▶ YOUR GOAL
Set out every line of the records below as a numbered list, leaving out any blank lines.

## start STORED ROWS

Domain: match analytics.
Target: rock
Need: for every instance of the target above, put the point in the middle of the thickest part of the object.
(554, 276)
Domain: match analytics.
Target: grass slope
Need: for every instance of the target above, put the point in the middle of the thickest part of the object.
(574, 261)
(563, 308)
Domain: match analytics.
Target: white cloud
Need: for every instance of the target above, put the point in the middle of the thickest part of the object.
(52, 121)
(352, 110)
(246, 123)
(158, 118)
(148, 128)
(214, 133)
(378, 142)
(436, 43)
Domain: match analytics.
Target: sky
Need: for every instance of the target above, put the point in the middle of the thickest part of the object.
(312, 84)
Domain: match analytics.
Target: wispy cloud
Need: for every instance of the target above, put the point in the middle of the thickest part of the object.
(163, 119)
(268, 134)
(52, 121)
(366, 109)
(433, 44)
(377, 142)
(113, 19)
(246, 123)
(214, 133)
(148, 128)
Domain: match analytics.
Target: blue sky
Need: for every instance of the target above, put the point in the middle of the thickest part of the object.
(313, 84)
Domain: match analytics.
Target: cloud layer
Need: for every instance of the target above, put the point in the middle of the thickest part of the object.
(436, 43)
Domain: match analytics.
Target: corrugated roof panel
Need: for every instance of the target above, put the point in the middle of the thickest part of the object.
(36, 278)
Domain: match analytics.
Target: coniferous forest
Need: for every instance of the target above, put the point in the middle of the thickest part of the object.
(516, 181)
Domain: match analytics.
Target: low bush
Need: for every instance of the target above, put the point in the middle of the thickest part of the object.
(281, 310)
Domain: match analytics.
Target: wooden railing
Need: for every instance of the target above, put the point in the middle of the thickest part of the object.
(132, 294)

## end STORED ROWS

▶ ANSWER TO THIS TASK
1. Domain: match analytics.
2. Target: rock
3. Need: for every instance of the target above, put the point in the middle of the thickest part of the object.
4. (554, 276)
5. Domain: match analytics.
6. Target: grass slope
7. Need: for every instance of the target above, put the point in the middle of the thickest part of the object.
8. (574, 261)
9. (563, 308)
10. Domain: match analytics.
11. Target: white cloud
12. Need: for every instance of the target above, put the point in the middle of the thickest part of the object.
13. (52, 121)
14. (352, 110)
15. (246, 123)
16. (158, 118)
17. (148, 128)
18. (214, 133)
19. (378, 142)
20. (436, 43)
21. Domain: match analytics.
22. Target: sky
23. Need: for every instance of the target above, put the point in the middle of the thickest part of the object.
24. (312, 84)
25. Domain: match analytics.
26. Target: wispy cloud
27. Need: for every instance of the target above, put the point in the middle of the thickest part of the object.
28. (163, 119)
29. (268, 134)
30. (52, 121)
31. (366, 109)
32. (433, 44)
33. (377, 142)
34. (113, 19)
35. (246, 123)
36. (214, 133)
37. (148, 128)
38. Domain: match analytics.
39. Target: blue sky
40. Need: for every instance of the target above, put the point in the middle of the thickest part of the object.
41. (313, 84)
42. Domain: match analytics.
43. Target: cloud layer
44. Need: for every instance of the target above, put the point in the middle of the thickest part of the object.
45. (436, 43)
46. Domain: match analytics.
47. Target: corrugated roof panel
48. Need: for every instance of the target above, put the point in the middle of the thickest part of the object.
49. (36, 278)
50. Domain: match analytics.
51. Target: coniferous forest
52. Need: for every instance of the target above, put the point in the middle of the thickest part of the object.
53. (516, 181)
54. Domain: match analytics.
55. Target: low bush
56. Need: for every instance of the target above, put the point in the middle of the thickest part of the object.
57. (281, 310)
58. Domain: match analytics.
59. Target: wooden railing
60. Need: for every instance of the target above, put the point in the middle of the thickest part of the object.
61. (132, 294)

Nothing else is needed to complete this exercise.